● **Exercise passage**
----

SQA to be scrapped following long-awaited OECD review
The Scottish exams body is to be scrapped following the long-awaited publication of an independent review.
The Scottish Qualifications Authority (SQA) is to be replaced and Education Scotland – the inspection and curriculum development body – is to be substantially reformed, education secretary Shirley-Ann Sommerville has revealed.
The education overhaul is in response to the OECD’S – the Organisation for Economic Co-operation and Development Organisation – review of the Curriculum for Excellence, (CfE) which was published by the Scottish Government today.
Education Scotland will no longer undertake inspections, with this work becoming a separate, independent role. The Scottish Government will engage widely on the options for the future of inspection.
The OECD also suggests that the curriculum work currently undertaken by Education Scotland might best sit with any new curriculum and assessment body which will replace the SQA.
The report, which was commissioned by the government in 2020 to assess the design and implementation of the curriculum in schools and to identify areas for improvement across the country, sets out 12 recommendations, which the government has pledged to implement in full.
Publication of the report, which was pushed back as a result of the pandemic, has been withheld by government officials for several months.
The SQA has come under fire during the pandemic for how students’ grades have been decided following the cancellation of exams two years in a row.
According to the Scottish Government, changes to the assessment system will be “heavily informed” by the next OECD report, expected in the autumn, and by consultation with young people, parents, teachers and the wider education system.
On the necessity for a shake-up of exams, the OECD review reads: “A broader approach to external student assessment would allow SQA to explore a wider range of assessment options, including more use of information technology to provide online examination resources and more interactive approaches; opportunities for candidates to use computers to respond; incorporation of ePortfolio and personal projects for external marking; more use of oral presentations and practicals as a way to broaden the assessment formats.”
It goes on to recommend options to be considered and piloted which may allow for “fuller alignment” with the CfE, including a more central role for continuous teacher assessment during the course, based on classwork and school-based tests, as well as externally marked projects, extended essays, and oral and practical presentations.
The report also suggests “more use of digital opportunities for feedback and feedforward”.
In addition, the new review highlights that Scotland’s teachers have one of the highest rates of class-contact across OECD countries, saying “there is an obvious tension between this comparatively high rate of class contact and the expectations of CfE that teachers lead and plan curriculum locally”.

----

● **Data section**
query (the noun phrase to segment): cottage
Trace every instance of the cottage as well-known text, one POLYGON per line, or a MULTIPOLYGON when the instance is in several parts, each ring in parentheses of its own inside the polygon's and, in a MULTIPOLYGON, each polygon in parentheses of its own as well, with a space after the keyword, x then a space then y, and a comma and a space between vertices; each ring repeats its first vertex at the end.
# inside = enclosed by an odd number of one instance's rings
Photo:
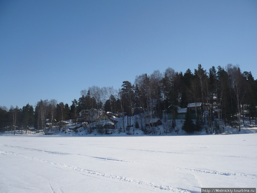
POLYGON ((138 115, 141 113, 143 113, 143 108, 141 107, 135 107, 133 111, 133 115, 138 115))
MULTIPOLYGON (((169 108, 170 108, 171 106, 168 107, 168 111, 167 114, 168 119, 173 119, 173 113, 169 108)), ((177 113, 176 115, 176 119, 184 119, 186 118, 186 114, 187 111, 187 108, 179 108, 178 110, 177 113)))
POLYGON ((101 109, 92 108, 89 110, 83 110, 79 113, 77 117, 77 122, 81 122, 86 121, 91 123, 95 120, 103 113, 101 109))
POLYGON ((151 127, 157 127, 157 125, 161 125, 162 122, 160 119, 152 119, 145 122, 145 126, 151 127))

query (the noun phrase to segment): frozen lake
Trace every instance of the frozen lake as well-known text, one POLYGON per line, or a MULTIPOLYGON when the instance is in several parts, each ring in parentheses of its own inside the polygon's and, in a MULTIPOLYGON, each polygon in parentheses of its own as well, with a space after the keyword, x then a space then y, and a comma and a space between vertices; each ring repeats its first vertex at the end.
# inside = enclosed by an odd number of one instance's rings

----

● **Explore the material**
a) Say whether each statement agrees with the article on scrapping the SQA, which comes before the material, and quote the deciding words from the article for each: (i) Education Scotland will keep carrying out school inspections. (ii) The OECD report sets out 12 recommendations. (iii) The government commissioned the report in 2020.
b) Please carry on the article on scrapping the SQA, which comes before the material, from its final sentence.

● **Outputs for the tasks**
a)
(i) No: "Education Scotland will no longer undertake inspections, with this work becoming a separate, independent role."
(ii) Yes: "sets out 12 recommendations, which the government has pledged to implement in full."
(iii) Yes: "which was commissioned by the government in 2020 to assess the design and implementation of the curriculum in schools."

b)
Reducing class-contact hours would give teachers “the dedicated time to lead, plan and support CfE at the school level”, it says.
This comes after the Educational Institute of Scotland (EIS), the nation’s largest teaching union, filed a motion for class-contact time to be reduced to 20 hours by 2030 earlier this month. It is currently 22.5 hours on average.
The report however makes it clear reducing class-contact time in any school system only makes sense “when the teaching workforce is already well-qualified and has demonstrated capacity for innovation and collaboration”.
It suggests one way forward could be “to build upon the additional funding for teacher recruitment provided by the Scottish Government in 2020 and reserve some of the resulting additional teaching time to curriculum planning, monitoring student achievement and moderation.”
Somerville said: “The last few years have accelerated a debate about the future of Curriculum for Excellence and senior phase education in particular. The OECD report is crystal clear – Curriculum for Excellence is the right approach for Scotland.
“In fact, despite all the criticism here at home, the OECD tells us it is viewed internationally as an inspiring example of curriculum practice. However, 10 years on from CfE being introduced, it is right and proper that we review how it is being implemented.
“We accept in full all 12 recommendations from the OECD. We will replace the SQA. We will talk to young people, parents and teachers to build a system that works in line with CfE – exactly as the OECD recommends. Responsibility for inspection will no longer sit with Education Scotland and we will look at what further reform of the agency’s functions is required.
“Everyone across the education system, including at the SQA and Education Scotland, has worked tirelessly this year under very challenging circumstances. They are owed a debt of gratitude. What comes next is a period of change.
“But it is change in order to improve, to achieve more and to deliver for Scotland’s pupils. Our commitment is to do exactly that and we will work with everyone and anyone willing to help to make that a reality.”
The education secretary intends to set out more details on the Scottish Government response to the OECD report in parliament on 22 June.